> **Required actions**
A. Print the part of the passage on Malaysian state politics that opens with the words containing "In a press conference" and closes with "in the state.".
B. Proceed with the passage on Malaysian state politics, writing on from its last sentence.

In a press conference called by PAS's secretary-general Takiyuddin Hassan, the party publicly stated that they will not participate in efforts to form a new government. The party's Perak state commissioner and Gunung Semanggol assemblyman Razman Zakaria also added that his party will remain committed in retaining a PN-led government in Perak. Following increasing speculation that UMNO may look to cooperate with the PH in forming a new government, PAS deputy president Tuan Ibrahim Tuan Man commented that his party was prepared to compromise with its earlier stand of avoiding involvement in moves to form a new government if it ensures that the PH will be prevented from returning to power in the state.

Unconfirmed reports emerged in the afternoon of 6 December 2020 that UMNO ultimately decided on Saarani Mohammad as their preferred candidate to become the new chief minister. A previously touted candidate for the office, Shahrul Zaman Yahya, posted on his Instagram account the following day that all Perak BN assemblymen reached a consensus to nominate Saarani as their candidate. Simultaneously, a significant development that was rumoured to be gaining traction due to increasing distrust between UMNO and BERSATU was the potential cooperation between long-time political arch-rivals, UMNO and DAP, as noted by former BERSATU supreme council member Abdul Kadir Jasin. Speculation further increased following similar statements released by UMNO president Ahmad Zahid Hamidi and DAP deputy secretary-general Nga Kor Ming indicating their respective parties' willingness to work with one another.

Further implications were seen in the southern state of Johor, where the BN–PN government holds a one-seat majority in the assembly. It held its own budget tabling on 6 December 2020, and, saw it passed unanimously. Johor chief minister Hasni Mohammad, who is from UMNO, later revealed that he acceded to the requests from the state opposition to triple their allocation from MYR50,000 to 150,000 and provided them with a further one-off "COVID-19 RM50,000 allocation" that was originally only earmarked for government assemblymen. He also called the PH as "strategic partners" in his winding-up speech of the budget tabling which was seen as efforts to prevent BERSATU from exacting revenge. The move was later lauded by state PH leaders whom labelled the state as a "model of bipartisan government".

[Stored items]

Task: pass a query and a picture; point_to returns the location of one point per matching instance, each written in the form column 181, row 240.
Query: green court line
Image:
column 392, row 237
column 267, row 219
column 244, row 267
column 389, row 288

> **Answers**
A.
In a press conference called by PAS's secretary-general Takiyuddin Hassan, the party publicly stated that they will not participate in efforts to form a new government. The party's Perak state commissioner and Gunung Semanggol assemblyman Razman Zakaria also added that his party will remain committed in retaining a PN-led government in Perak. Following increasing speculation that UMNO may look to cooperate with the PH in forming a new government, PAS deputy president Tuan Ibrahim Tuan Man commented that his party was prepared to compromise with its earlier stand of avoiding involvement in moves to form a new government if it ensures that the PH will be prevented from returning to power in the state.

B.
After a PAS central committee meeting on 7 December, its Perak commissioner Razman Zakaria informed the press that he will be seeking an audience with the sultan sometime between 2:30 and 3:00 pm the following day. This was after Saarani publicly remarked that UMNO was open to keeping the status quo of retaining a PN–BN government in Perak. However, it was later learnt that Razman was ordered to cancel his audience by his party's central committee for unknown reasons. Following a flurry of audiences between party leaders and assemblymen from a number of parties with the sultan, the Perak palace announced that as of 5:00 pm on 8 December 2020, there was still no assemblyman that commanded the majority support.

After a meeting between the presidents of UMNO, PAS and BERSATU at the Parliament of Malaysia on 9 December 2020, the parties' respective secretaries-general released a joint statement affirming their support for Saarani as the next chief minister. Shortly after the decision, PAS and BERSATU assemblymen submitted their statutory declarations (SDs) to the sultan around 4:30 pm. The secretary of BERSATU's Perak branch added that he also submitted SDs from Sivasubramaniam Athinarayanan (GERAKAN–Buntong) and Tronoh assemblyman Paul Yong Choo Kiong, a PN–aligned independent. At around 6:00 pm, the Comptroller of the Perak Royal Household, on behalf of the sultan, announced that His Majesty was satisfied that Saarani commanded the majority of the assembly and will therefore be sworn-in as new chief minister at 11:00 am 10 December 2020. The swearing-in ceremony was scheduled to take place at the Iskandariah Palace, Kuala Kangsar.

In March 2021, the sole BERSATU vote that was not in support of Faizal was revealed to be that of Hasnul Zulkarnain Abdul Munaim (BERSATU–Titi Serong). As a result, BERSATU's secretary from its Perak branch confirmed that Zulkarnain has subsequently been expelled from the party effective 20 December 2020.